§ ACTIVITY A:
Translate this sentence from the asthma passage into Spanish: "We think that doctors should be able to fix everything."
§ ACTIVITY B:
According to the asthma passage, how many asthmatics are there in the US?
§ ACTIVITY C:
Continue the asthma passage with a few more sentences, starting right after its last one.

§ PASSAGE:
********************

I can’t tell you how many times people have written to me telling me that their doctors can’t figure their asthma out or that they have nothing more to offer them. With over 25 million asthmatics in the US alone, there’s bound to be a few who of us who don’t fit the typical asthma mold.
A wise old Pulmononogist, who in response to my frustration over my own asthma care, once said to me, ” Steve..you have to remember, that YOU’RE the one who’s different, you’re the oddball, not the physicians who are taking care of you”. I was kinda taken a back when he first told me that, but 5 years later and 5 years of even more frustration, I finally understand what he meant. I get it now.
In defense of medical doctors, we as patients who have complex and/or “unusual” asthma, often have unrealistic expectations from our medical providers. We think that doctors should be able to fix everything. The fact is, there’s only so much that can be done to treat asthma in general, let alone therapies for us oddball types. You basically have steroids for inflammation and bronchodilators and/or thermoplasty for those with super twitchy lungs.There’s really nothing else out there. So, if you have a type of asthma which doesn’t respond well to any of the above, you’re basically outta luck, which is NOT the doctors fault. Some of the newer biologics are starting to hit the market, but they are extremely expensive and are designed primarily for those with eosinophilic asthma, which many of us don’t have.

********************

§ DATASET EXCERPTS:
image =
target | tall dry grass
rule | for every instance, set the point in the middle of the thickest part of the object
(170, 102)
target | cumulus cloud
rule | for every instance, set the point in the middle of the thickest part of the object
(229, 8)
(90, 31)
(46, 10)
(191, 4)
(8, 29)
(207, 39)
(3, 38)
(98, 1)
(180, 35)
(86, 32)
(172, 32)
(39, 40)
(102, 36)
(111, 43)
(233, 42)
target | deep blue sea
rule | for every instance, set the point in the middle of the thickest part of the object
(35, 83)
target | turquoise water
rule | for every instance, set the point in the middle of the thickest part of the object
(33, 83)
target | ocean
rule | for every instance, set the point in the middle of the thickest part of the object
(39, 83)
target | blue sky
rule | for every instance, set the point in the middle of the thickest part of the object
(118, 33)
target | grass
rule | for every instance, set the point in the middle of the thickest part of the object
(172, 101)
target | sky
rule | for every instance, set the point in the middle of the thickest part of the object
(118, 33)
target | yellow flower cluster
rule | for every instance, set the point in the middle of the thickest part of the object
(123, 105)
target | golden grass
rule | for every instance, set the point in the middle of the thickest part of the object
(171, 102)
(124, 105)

********************

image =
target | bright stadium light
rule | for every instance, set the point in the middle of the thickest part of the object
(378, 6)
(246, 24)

********************

§ REPLY A:
Pensamos que los médicos deberían poder arreglarlo todo.

§ REPLY B:
Over 25 million.

§ REPLY C:
Ah, but as hopeless as things might seem right now for those of us with extremely bizarre, atypical or difficult to treat asthma, Im actually encouraged that discussions like this one are taking place more and more. There seems to be a broader awareness now that rare and/or poorly understood types of asthma do exist. Physicians seem much less likely nowadays to lump all asthmatic patients under a single label. With the efforts of asthma researchers like Sally Wenzel, John Fahy and many others, you’re hearing more and more about asthma endotypes and targeted therapies for those with severe asthma. There seems to be a better understanding that not all asthma is the same. Believe me, as someone who has lived with the disease for nearly 60 years and suffered a lot of medical complications because I should have fit the mold, but didn’t, that’s a huge change in perception, and most of that positive change has come in just the last couple of years.
So if you fit into the oddball category of asthma, my advice is to convert some of that frustration into advocacy. Instead of whining, learn as much as you can about your particular type of asthma and then pass it on to others. And yes, that includes educating your Physicians as well. Give them a break, they’re human just like the rest of us and can’t possibly know all there is to know about every type of disease. Give yourself a break as well. You’re not an oddball, you’re type of asthma is rare, which makes you special.